### What is asked
Without the images, output each record below as it stands.

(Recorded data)

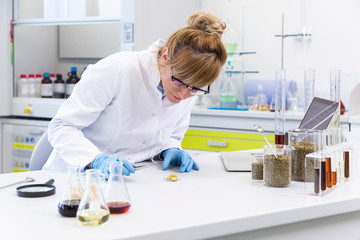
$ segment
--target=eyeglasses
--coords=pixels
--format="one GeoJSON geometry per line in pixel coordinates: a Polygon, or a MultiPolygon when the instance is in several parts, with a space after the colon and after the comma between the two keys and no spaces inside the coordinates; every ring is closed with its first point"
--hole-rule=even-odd
{"type": "Polygon", "coordinates": [[[191,95],[204,95],[204,94],[208,94],[210,92],[210,85],[208,85],[207,90],[205,89],[201,89],[201,88],[196,88],[196,87],[192,87],[190,85],[187,85],[186,83],[184,83],[183,81],[177,79],[176,77],[174,77],[173,73],[172,73],[172,67],[170,67],[171,70],[171,84],[176,87],[176,88],[188,88],[190,89],[190,94],[191,95]]]}

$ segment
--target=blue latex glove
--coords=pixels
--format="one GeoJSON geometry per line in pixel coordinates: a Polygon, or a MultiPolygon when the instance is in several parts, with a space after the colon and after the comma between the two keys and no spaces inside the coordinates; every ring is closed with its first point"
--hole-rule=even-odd
{"type": "Polygon", "coordinates": [[[130,173],[135,173],[134,164],[129,163],[125,158],[121,156],[109,157],[103,153],[100,153],[94,158],[91,162],[91,168],[100,169],[101,173],[105,175],[105,179],[107,180],[110,175],[109,167],[111,162],[123,162],[123,175],[129,176],[130,173]]]}
{"type": "Polygon", "coordinates": [[[169,165],[180,166],[180,172],[190,172],[191,169],[199,170],[199,165],[184,150],[178,148],[169,148],[162,153],[164,158],[163,170],[169,168],[169,165]]]}

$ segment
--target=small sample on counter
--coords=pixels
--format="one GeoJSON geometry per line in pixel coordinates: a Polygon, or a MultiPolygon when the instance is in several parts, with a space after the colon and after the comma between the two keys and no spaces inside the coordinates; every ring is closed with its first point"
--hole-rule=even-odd
{"type": "Polygon", "coordinates": [[[285,187],[291,182],[290,156],[266,155],[264,158],[264,182],[273,187],[285,187]]]}
{"type": "Polygon", "coordinates": [[[253,162],[251,164],[251,176],[252,179],[262,180],[263,179],[264,164],[262,161],[253,162]]]}
{"type": "Polygon", "coordinates": [[[164,178],[164,180],[170,181],[170,182],[176,182],[176,181],[179,181],[180,178],[178,178],[177,174],[173,173],[173,174],[170,174],[168,177],[164,178]]]}
{"type": "Polygon", "coordinates": [[[311,142],[293,142],[291,145],[295,148],[291,158],[292,180],[301,182],[314,181],[314,159],[306,158],[306,154],[314,152],[314,144],[311,142]]]}

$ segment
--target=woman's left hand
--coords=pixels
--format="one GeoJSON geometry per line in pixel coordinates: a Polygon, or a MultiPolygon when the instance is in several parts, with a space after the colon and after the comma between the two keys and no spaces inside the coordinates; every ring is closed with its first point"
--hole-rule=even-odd
{"type": "Polygon", "coordinates": [[[162,152],[164,158],[163,170],[167,170],[170,165],[180,166],[180,172],[190,172],[191,169],[199,170],[199,165],[184,150],[169,148],[162,152]]]}

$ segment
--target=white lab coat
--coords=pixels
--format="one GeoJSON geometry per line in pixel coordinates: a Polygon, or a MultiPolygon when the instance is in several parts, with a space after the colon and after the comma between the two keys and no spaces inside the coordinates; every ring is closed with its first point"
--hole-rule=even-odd
{"type": "Polygon", "coordinates": [[[196,97],[173,104],[157,89],[157,47],[119,52],[89,65],[49,124],[54,147],[43,169],[85,167],[96,155],[130,162],[176,147],[189,126],[196,97]]]}

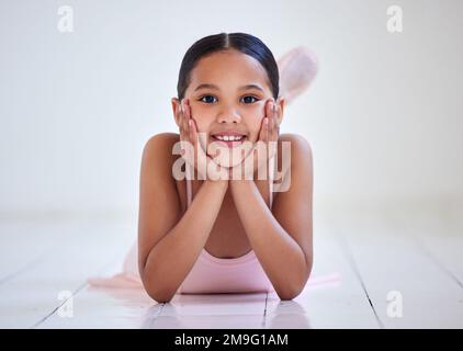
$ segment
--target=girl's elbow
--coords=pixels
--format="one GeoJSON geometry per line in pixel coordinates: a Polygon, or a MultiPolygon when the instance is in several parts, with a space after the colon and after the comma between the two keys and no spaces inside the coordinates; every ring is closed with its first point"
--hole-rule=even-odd
{"type": "Polygon", "coordinates": [[[146,287],[145,290],[146,290],[146,293],[149,295],[149,297],[151,297],[154,301],[156,301],[159,304],[169,303],[176,295],[174,293],[172,294],[170,291],[167,291],[167,290],[146,288],[146,287]]]}

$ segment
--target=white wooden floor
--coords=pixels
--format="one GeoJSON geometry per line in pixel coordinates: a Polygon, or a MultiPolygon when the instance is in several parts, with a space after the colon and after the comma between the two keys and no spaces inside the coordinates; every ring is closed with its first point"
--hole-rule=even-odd
{"type": "Polygon", "coordinates": [[[315,213],[314,284],[294,301],[176,295],[170,304],[156,304],[142,290],[86,283],[120,269],[136,236],[134,220],[1,215],[0,327],[463,328],[458,214],[315,213]],[[339,280],[315,284],[331,275],[339,280]]]}

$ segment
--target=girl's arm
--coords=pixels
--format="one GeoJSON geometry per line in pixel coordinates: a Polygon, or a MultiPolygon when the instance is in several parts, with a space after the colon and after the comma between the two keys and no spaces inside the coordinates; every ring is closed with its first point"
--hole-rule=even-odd
{"type": "Polygon", "coordinates": [[[282,139],[291,141],[291,183],[275,197],[272,211],[253,180],[230,181],[230,192],[251,247],[276,294],[281,299],[292,299],[302,292],[312,271],[313,166],[310,147],[304,138],[287,135],[282,139]]]}
{"type": "Polygon", "coordinates": [[[157,302],[170,301],[192,269],[228,186],[226,180],[204,181],[182,216],[171,176],[172,146],[171,135],[157,135],[142,160],[138,267],[145,290],[157,302]]]}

### Answer to the exercise
$ segment
--target=eyeglasses
--coords=pixels
--format="one GeoJSON geometry per line in pixel coordinates: a Polygon, or a MultiPolygon when the instance is in several parts, with a space after the colon and after the comma between the two keys and no spaces inside the coordinates; every ring is closed with its first point"
--hole-rule=even-odd
{"type": "Polygon", "coordinates": [[[191,95],[204,95],[204,94],[208,94],[210,92],[210,85],[208,85],[207,90],[205,89],[201,89],[201,88],[196,88],[196,87],[192,87],[190,85],[187,85],[186,83],[184,83],[183,81],[177,79],[176,77],[174,77],[173,73],[172,73],[172,67],[170,67],[171,70],[171,84],[176,87],[176,88],[188,88],[190,89],[190,94],[191,95]]]}

$ segment
--target=blue latex glove
--coords=pixels
--format="one GeoJSON geometry per line in pixel coordinates: a Polygon, or a MultiPolygon when the instance is in several parts, with a space after the colon and after the comma between the two keys and no spaces inside the coordinates; every ring is closed with its first point"
--hole-rule=even-odd
{"type": "Polygon", "coordinates": [[[130,173],[135,173],[134,164],[129,163],[125,158],[121,156],[109,157],[103,153],[100,153],[94,158],[91,162],[91,168],[100,169],[101,173],[105,175],[105,179],[107,180],[110,175],[109,167],[111,162],[123,162],[123,175],[129,176],[130,173]]]}
{"type": "Polygon", "coordinates": [[[169,165],[180,166],[180,172],[190,172],[191,169],[199,170],[199,165],[184,150],[178,148],[169,148],[162,153],[164,158],[163,170],[169,168],[169,165]]]}

$ segment
--target=small sample on counter
--coords=pixels
--format="one GeoJSON geometry per line in pixel coordinates: a Polygon, or a MultiPolygon when the instance is in several parts, with a space after the colon and after the comma between the two keys and no spaces inside the coordinates; every ring is closed with its first point"
--hole-rule=even-odd
{"type": "Polygon", "coordinates": [[[285,187],[291,182],[290,156],[266,155],[264,158],[264,182],[273,187],[285,187]]]}
{"type": "Polygon", "coordinates": [[[253,162],[251,164],[251,176],[252,179],[262,180],[263,179],[264,164],[262,161],[253,162]]]}
{"type": "Polygon", "coordinates": [[[164,178],[164,180],[170,181],[170,182],[176,182],[176,181],[179,181],[180,178],[178,178],[177,174],[173,173],[173,174],[170,174],[168,177],[164,178]]]}
{"type": "Polygon", "coordinates": [[[311,142],[293,142],[291,145],[295,148],[291,158],[292,180],[301,182],[314,181],[314,159],[306,158],[306,154],[314,152],[314,144],[311,142]]]}

$ segment
--target=woman's left hand
--coords=pixels
--format="one GeoJSON geometry per line in pixel coordinates: a Polygon, or a MultiPolygon when the instance is in several parts, with a space after the colon and after the comma between the two keys and no spaces inside the coordinates; every ring is closed with its first point"
--hole-rule=even-odd
{"type": "Polygon", "coordinates": [[[162,152],[164,158],[163,170],[167,170],[170,165],[180,166],[180,172],[190,172],[191,169],[199,170],[199,165],[184,150],[169,148],[162,152]]]}

$ segment
--target=white lab coat
--coords=pixels
--format="one GeoJSON geometry per line in pixel coordinates: a Polygon, or a MultiPolygon when the instance is in several parts, with a space after the colon and after the comma between the two keys and no spaces inside the coordinates; every ring is closed with its first point"
--hole-rule=even-odd
{"type": "Polygon", "coordinates": [[[196,97],[173,104],[157,89],[157,47],[119,52],[89,65],[49,124],[54,147],[43,169],[85,167],[96,155],[130,162],[176,147],[189,126],[196,97]]]}

$ segment
--target=girl's elbow
--coords=pixels
--format="one GeoJSON geometry per line in pixel coordinates: a Polygon, or a MultiPolygon when the instance is in several parts, with a space after the colon and after the comma between the two keys and no spaces inside the coordinates; every ring is closed with its first point"
--hole-rule=even-odd
{"type": "Polygon", "coordinates": [[[146,287],[145,290],[146,290],[146,293],[149,295],[149,297],[151,297],[154,301],[156,301],[159,304],[169,303],[176,295],[174,293],[172,294],[170,291],[167,291],[167,290],[146,288],[146,287]]]}

$ segment
--target=white wooden floor
--coords=pixels
--format="one GeoJSON geometry per line in pixel coordinates: a Polygon, or a MultiPolygon when the instance is in several parts, with a space after the colon and after the comma between the two keys and no spaces inside the coordinates; every ring is closed with its first point"
--hole-rule=even-odd
{"type": "Polygon", "coordinates": [[[315,213],[314,284],[294,301],[176,295],[170,304],[156,304],[142,290],[86,283],[120,269],[136,236],[134,220],[1,215],[0,327],[463,328],[458,214],[315,213]],[[339,280],[315,284],[331,275],[339,280]]]}

$ segment
--target=girl's arm
--coords=pixels
--format="one GeoJSON geometry per line in pixel coordinates: a Polygon, or a MultiPolygon when the instance is in several parts, with a space after the colon and after the comma between the two keys and no spaces inside the coordinates; every ring is closed with its first point"
--hole-rule=even-odd
{"type": "Polygon", "coordinates": [[[282,139],[291,141],[291,183],[275,197],[272,211],[253,180],[230,181],[230,192],[251,247],[276,294],[281,299],[292,299],[302,292],[312,271],[313,166],[310,147],[304,138],[287,135],[282,139]]]}
{"type": "Polygon", "coordinates": [[[157,302],[170,301],[192,269],[228,186],[226,180],[204,181],[182,216],[171,176],[172,146],[171,135],[157,135],[142,160],[138,267],[145,290],[157,302]]]}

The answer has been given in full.